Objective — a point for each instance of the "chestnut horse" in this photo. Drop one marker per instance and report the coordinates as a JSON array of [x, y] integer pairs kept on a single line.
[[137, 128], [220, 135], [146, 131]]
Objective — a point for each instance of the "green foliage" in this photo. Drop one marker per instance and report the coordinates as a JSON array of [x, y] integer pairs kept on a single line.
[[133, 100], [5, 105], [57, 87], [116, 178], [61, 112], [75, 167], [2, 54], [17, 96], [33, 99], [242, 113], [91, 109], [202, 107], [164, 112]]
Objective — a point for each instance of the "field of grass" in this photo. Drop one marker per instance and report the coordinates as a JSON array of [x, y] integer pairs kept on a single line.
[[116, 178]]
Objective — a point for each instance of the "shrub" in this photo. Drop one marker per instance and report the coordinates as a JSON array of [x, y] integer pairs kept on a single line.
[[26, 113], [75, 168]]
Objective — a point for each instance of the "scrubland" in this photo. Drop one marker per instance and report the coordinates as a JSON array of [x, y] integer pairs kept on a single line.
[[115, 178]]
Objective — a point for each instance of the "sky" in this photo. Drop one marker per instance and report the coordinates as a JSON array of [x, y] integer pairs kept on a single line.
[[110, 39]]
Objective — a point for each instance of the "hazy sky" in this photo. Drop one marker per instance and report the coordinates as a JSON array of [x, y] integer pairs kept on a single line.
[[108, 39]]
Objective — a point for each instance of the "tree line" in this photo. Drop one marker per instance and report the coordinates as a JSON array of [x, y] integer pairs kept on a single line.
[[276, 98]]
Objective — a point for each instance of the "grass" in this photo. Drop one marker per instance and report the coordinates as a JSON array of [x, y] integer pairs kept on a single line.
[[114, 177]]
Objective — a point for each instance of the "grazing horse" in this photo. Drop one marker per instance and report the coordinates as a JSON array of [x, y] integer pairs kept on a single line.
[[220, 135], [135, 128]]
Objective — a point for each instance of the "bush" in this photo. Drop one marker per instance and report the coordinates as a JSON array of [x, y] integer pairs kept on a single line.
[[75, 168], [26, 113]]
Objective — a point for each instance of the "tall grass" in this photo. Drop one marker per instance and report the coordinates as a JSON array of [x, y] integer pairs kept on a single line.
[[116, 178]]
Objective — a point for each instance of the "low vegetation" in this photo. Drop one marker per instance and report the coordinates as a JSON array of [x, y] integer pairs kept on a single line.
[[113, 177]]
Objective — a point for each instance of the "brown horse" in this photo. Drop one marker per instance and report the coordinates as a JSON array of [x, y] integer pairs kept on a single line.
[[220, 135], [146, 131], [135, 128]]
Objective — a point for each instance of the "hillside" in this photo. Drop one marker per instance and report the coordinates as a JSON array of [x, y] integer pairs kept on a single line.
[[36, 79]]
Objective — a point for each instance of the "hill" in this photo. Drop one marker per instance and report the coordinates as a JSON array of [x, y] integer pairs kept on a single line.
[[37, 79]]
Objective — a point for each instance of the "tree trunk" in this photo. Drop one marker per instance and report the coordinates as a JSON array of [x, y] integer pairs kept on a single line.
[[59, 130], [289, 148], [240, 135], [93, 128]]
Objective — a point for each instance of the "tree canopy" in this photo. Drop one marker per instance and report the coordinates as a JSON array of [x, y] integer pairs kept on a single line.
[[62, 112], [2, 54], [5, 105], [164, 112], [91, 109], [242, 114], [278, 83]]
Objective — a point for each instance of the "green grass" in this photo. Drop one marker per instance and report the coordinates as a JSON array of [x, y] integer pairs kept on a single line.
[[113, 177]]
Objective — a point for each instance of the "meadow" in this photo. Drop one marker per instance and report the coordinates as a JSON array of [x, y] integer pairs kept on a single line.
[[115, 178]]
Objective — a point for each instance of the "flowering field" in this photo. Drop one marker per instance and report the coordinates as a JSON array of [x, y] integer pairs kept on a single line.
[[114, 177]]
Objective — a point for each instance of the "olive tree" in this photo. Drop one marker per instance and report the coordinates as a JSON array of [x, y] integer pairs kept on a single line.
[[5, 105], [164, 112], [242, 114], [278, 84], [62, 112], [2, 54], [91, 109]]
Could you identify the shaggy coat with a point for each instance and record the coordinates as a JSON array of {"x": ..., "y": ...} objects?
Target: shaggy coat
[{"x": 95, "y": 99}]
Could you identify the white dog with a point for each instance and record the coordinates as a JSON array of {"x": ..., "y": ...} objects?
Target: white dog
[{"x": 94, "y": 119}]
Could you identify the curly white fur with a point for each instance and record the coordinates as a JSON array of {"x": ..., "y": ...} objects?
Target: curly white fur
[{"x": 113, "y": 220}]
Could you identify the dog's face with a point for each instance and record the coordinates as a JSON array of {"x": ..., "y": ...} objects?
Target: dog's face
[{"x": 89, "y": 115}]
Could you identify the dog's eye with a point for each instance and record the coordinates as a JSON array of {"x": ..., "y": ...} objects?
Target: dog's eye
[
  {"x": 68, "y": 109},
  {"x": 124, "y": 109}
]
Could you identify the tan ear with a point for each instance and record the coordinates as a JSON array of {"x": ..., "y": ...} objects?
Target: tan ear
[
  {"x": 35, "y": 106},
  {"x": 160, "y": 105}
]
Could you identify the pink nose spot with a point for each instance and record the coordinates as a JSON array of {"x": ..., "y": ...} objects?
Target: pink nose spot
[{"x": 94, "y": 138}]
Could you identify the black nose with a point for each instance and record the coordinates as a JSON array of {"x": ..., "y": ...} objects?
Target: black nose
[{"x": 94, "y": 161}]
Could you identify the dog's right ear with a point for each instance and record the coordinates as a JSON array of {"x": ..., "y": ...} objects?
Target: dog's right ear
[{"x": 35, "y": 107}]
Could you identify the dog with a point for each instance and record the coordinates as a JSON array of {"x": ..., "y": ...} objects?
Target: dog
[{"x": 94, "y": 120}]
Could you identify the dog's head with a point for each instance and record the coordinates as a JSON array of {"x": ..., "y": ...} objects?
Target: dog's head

Goal
Turn all of the material above into a numbered list, one line per item, leaving out blank lines.

Reply
1. Objective — a point for each instance of the "chestnut horse" in this photo. Drop one marker per instance and report the coordinates as a JSON array of [x, y] integer pairs kept on a single line.
2. [[137, 128], [220, 135], [146, 131]]
3. Objective — a point for each instance of the "green foliage" in this photo. Drop one marker per instance and report the coordinates as a JSON array of [x, y] integer pairs kept on a single line.
4. [[133, 100], [5, 105], [57, 87], [116, 178], [61, 112], [75, 167], [2, 54], [17, 96], [33, 99], [242, 113], [91, 109], [202, 107], [164, 112]]
5. Objective — a point for each instance of the "field of grass" in this photo. Drop one marker per instance and report the coordinates as a JSON array of [x, y] integer pairs kept on a single line.
6. [[116, 178]]
7. Objective — a point for each instance of the "shrub" in this photo. Drop one marker per instance and report the coordinates as a JSON array of [x, y] integer pairs kept on a single line.
8. [[26, 113], [75, 168]]
9. Objective — a point for each instance of the "scrubland" in this photo. Drop one marker per instance and report the coordinates as a JSON array of [x, y] integer pairs kept on a single line.
10. [[115, 178]]
11. Objective — a point for each instance of the "sky" in this photo. Drop one marker per instance and report the coordinates as a JSON array of [x, y] integer pairs kept on a single line.
12. [[110, 39]]
13. Objective — a point for each instance of the "hazy sky" in this photo. Drop one marker per instance and report the coordinates as a JSON array of [x, y] integer pairs kept on a single line.
14. [[108, 39]]
15. Objective — a point for each instance of the "tree line" in this photo. Drop one marker per instance and report the coordinates as a JSON array of [x, y] integer pairs kept on a single line.
16. [[276, 98]]
17. Objective — a point for each instance of the "grass" in this photo. Drop one marker per instance and report the coordinates as a JSON array of [x, y] integer pairs kept on a single line.
18. [[114, 177]]
19. Objective — a point for each instance of the "grazing horse" in this photo. Drop one marker per instance and report the coordinates as a JSON array of [x, y] integer pairs kept on a single line.
20. [[220, 135], [135, 128]]
21. Objective — a point for each instance of the "bush" in this photo. Drop one marker per instance and report the coordinates as a JSON array of [x, y] integer pairs kept on a single line.
22. [[75, 168], [26, 113]]
23. Objective — a point for each instance of the "tall grass" in this photo. Drop one marker per instance and report the coordinates as a JSON array of [x, y] integer pairs kept on a single line.
24. [[116, 178]]
25. Objective — a point for each instance of the "low vegetation" in this photo. Drop one marker per instance and report the coordinates as a JSON array of [x, y] integer pairs kept on a single line.
26. [[113, 177]]
27. Objective — a point for each instance of the "brown horse" in this photo. Drop one marker per instance and report the coordinates as a JSON array of [x, y] integer pairs kept on a single line.
28. [[220, 135], [146, 131], [135, 128]]
29. Objective — a point for each instance of the "hillside" in this photo. Drop one marker per instance and report the coordinates as a JSON array of [x, y] integer pairs kept on a single line.
30. [[36, 79]]
31. Objective — a point for each instance of the "hill" in this photo. Drop one marker per instance and report the coordinates as a JSON array of [x, y] integer pairs kept on a single line.
32. [[37, 79]]
33. Objective — a point for each instance of the "tree trunk" in this photo. Drop one marker per instance and report the coordinates as a JSON array of [x, y] integer pairs kept on a single line.
34. [[59, 130], [289, 148], [240, 135], [93, 128]]
35. Objective — a point for each instance of the "tree canopy" in this photo. Drop one marker per instance and report the coordinates as a JSON array of [x, y] integer pairs kept on a single line.
36. [[62, 112], [2, 54], [5, 105], [164, 112], [91, 109], [242, 114], [278, 83]]
37. Objective — a point for each instance of the "green grass" in this photo. Drop one marker per instance and report the coordinates as a JSON array of [x, y] integer pairs kept on a single line.
38. [[113, 177]]
39. Objective — a point for each instance of the "meadow" in this photo. Drop one marker per instance and report the coordinates as a JSON array of [x, y] integer pairs kept on a single line.
40. [[115, 178]]
41. Objective — a point for each instance of the "flowering field" in this photo. Drop one marker per instance and report the coordinates as a JSON array of [x, y] integer pairs kept on a single line.
42. [[114, 177]]
43. Objective — a point for each instance of the "olive tree" in this photo. Drop one marker per instance and report the coordinates as a JSON array of [x, y] integer pairs kept on a single line.
44. [[5, 105], [164, 112], [242, 114], [278, 84], [62, 112], [2, 54], [91, 109]]
45. Could you identify the shaggy coat with a point for each instance and record the coordinates as a JSON array of {"x": ..., "y": ...} objects?
46. Target: shaggy coat
47. [{"x": 95, "y": 99}]
48. Could you identify the white dog with a point for each instance and record the coordinates as a JSON array of {"x": ..., "y": ...} objects?
49. Target: white dog
50. [{"x": 94, "y": 119}]
51. Could you identify the curly white fur with a point for each instance and record the coordinates as a JSON array of {"x": ..., "y": ...} objects?
52. Target: curly white fur
53. [{"x": 113, "y": 220}]
54. Could you identify the dog's face with a point for each instance and record the coordinates as a JSON array of {"x": ..., "y": ...} objects?
55. Target: dog's face
56. [{"x": 89, "y": 115}]
57. Could you identify the dog's eye with a point for each instance and record the coordinates as a JSON array of {"x": ..., "y": ...} objects?
58. Target: dog's eye
59. [
60.   {"x": 68, "y": 109},
61.   {"x": 124, "y": 109}
62. ]
63. Could you identify the tan ear with a point for each instance and record the coordinates as a JSON array of {"x": ..., "y": ...} objects?
64. Target: tan ear
65. [
66.   {"x": 35, "y": 106},
67.   {"x": 160, "y": 105}
68. ]
69. Could you identify the pink nose spot with a point for each instance and record the coordinates as a JSON array of {"x": ..., "y": ...} objects?
70. Target: pink nose spot
71. [{"x": 94, "y": 138}]
72. Could you identify the black nose with a point for each instance and record the coordinates as a JSON array of {"x": ..., "y": ...} objects?
73. Target: black nose
74. [{"x": 94, "y": 161}]
75. Could you identify the dog's right ear with a point for each instance and record the coordinates as a JSON array of {"x": ..., "y": ...} objects?
76. Target: dog's right ear
77. [{"x": 35, "y": 107}]
78. Could you identify the dog with a point for each instance and record the coordinates as a JSON array of {"x": ..., "y": ...} objects?
79. Target: dog
80. [{"x": 94, "y": 120}]
81. Could you identify the dog's head with a point for each instance and record the coordinates as a JSON array of {"x": ..., "y": ...} objects?
82. Target: dog's head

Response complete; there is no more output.